# [Problem details]
Reproduce, word for word, the part of the passage on Cindy's inquest that opens with the words containing "Cindy's mental state" and closes with "be the case.".

# [Provided passage]
◇ ◇ ◇ ◇

An extensive inquest into Cindy's death was undertaken in the spring of 1990  and featured testimony from over eighty witnesses. The inquest lasted forty days, and at the time was the longest and most expensive in British Columbia history.


During his testimony Roy Makepeices made several accusations against Cindy's family, claiming that her father had physically abused her throughout her childhood and that one of her brothers had molested her. 

He also accused the police of trying to frame him. 


The inquest also revealed that shortly after Cindy's death, her parents went to her house and disposed of a hoard of prescription medicines including sedatives and antipsychotic drugs.

A glass cutter, a medical syringe kit, a urinary catheter, and saline solution were also found in Cindy’s  home by her sister.


Cindy's mental state was also discussed at length, with one psychiatrist saying Cindy possessed a "tremendous amount of rage" toward her father and, based on the numerous sessions he had with her believed there was a "strong likelihood" that her father sexually abused her when she was a child, though she never indicated this to be the case.


It was also demonstrated how in a three minute timeframe Cindy could have bound herself before the effect of the lethal overdose kicked in.


The inquest concluded on May 25, 1990, After deliberations, the jury was unable to determine whether her cause of death was suicide, homicide, or accidental and it was ultimately ruled that Cindy had died of an "unknown event," and the case was formally closed.


Conclusion

For nearly seven years, Cindy reported over 90 incidents of criminal activity to the Royal Canadian Mounted Police. Her claims included stalking, vandalism, arson, harassment, home invasions, and physical assaults. They spent an estimated CA$1–1.5 million of resources investigating these claims but found no evidence to substantiate any of them and concluded that Cindy was inventing the incidents herself.

◇ ◇ ◇ ◇

# [Dataset extract]
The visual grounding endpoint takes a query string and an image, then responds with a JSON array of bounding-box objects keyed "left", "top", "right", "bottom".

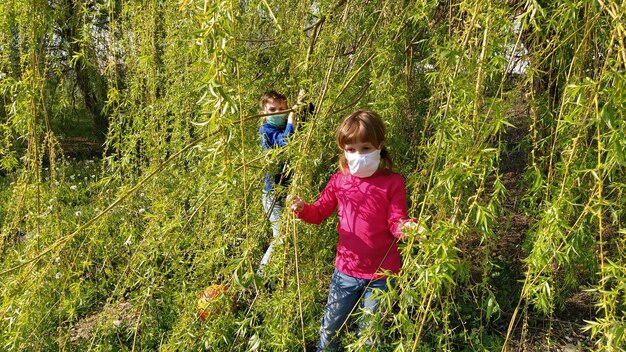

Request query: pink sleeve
[
  {"left": 387, "top": 175, "right": 412, "bottom": 238},
  {"left": 295, "top": 174, "right": 337, "bottom": 224}
]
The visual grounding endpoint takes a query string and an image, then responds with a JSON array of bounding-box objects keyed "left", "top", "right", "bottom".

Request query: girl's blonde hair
[{"left": 337, "top": 110, "right": 393, "bottom": 173}]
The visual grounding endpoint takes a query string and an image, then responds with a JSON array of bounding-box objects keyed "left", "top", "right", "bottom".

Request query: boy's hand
[{"left": 289, "top": 196, "right": 304, "bottom": 213}]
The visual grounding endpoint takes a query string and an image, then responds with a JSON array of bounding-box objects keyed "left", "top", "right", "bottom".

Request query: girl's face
[{"left": 343, "top": 141, "right": 378, "bottom": 154}]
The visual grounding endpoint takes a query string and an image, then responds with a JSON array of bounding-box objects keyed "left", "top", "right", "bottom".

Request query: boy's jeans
[
  {"left": 257, "top": 191, "right": 283, "bottom": 276},
  {"left": 317, "top": 269, "right": 393, "bottom": 351}
]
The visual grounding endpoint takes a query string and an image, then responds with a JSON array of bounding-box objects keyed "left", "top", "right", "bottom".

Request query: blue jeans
[
  {"left": 317, "top": 269, "right": 393, "bottom": 351},
  {"left": 257, "top": 191, "right": 283, "bottom": 276}
]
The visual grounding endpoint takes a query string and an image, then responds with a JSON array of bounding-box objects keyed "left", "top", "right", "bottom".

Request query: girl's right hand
[{"left": 289, "top": 196, "right": 304, "bottom": 213}]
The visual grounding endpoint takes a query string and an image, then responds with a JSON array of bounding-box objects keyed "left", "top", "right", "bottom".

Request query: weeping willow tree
[{"left": 0, "top": 0, "right": 626, "bottom": 351}]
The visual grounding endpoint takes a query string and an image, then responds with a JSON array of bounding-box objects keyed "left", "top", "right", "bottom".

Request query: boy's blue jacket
[{"left": 259, "top": 123, "right": 295, "bottom": 191}]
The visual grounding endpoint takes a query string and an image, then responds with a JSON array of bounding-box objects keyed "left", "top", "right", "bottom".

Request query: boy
[{"left": 257, "top": 90, "right": 301, "bottom": 276}]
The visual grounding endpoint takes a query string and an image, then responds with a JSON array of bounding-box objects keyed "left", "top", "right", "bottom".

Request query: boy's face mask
[
  {"left": 267, "top": 114, "right": 287, "bottom": 128},
  {"left": 344, "top": 149, "right": 380, "bottom": 177}
]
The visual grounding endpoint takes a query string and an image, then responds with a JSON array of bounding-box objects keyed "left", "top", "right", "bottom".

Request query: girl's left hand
[{"left": 288, "top": 196, "right": 304, "bottom": 213}]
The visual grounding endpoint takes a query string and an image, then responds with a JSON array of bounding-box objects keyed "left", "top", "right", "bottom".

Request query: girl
[{"left": 291, "top": 110, "right": 413, "bottom": 351}]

◇ ◇ ◇ ◇

# [Worked solution]
Cindy's mental state was also discussed at length, with one psychiatrist saying Cindy possessed a "tremendous amount of rage" toward her father and, based on the numerous sessions he had with her believed there was a "strong likelihood" that her father sexually abused her when she was a child, though she never indicated this to be the case.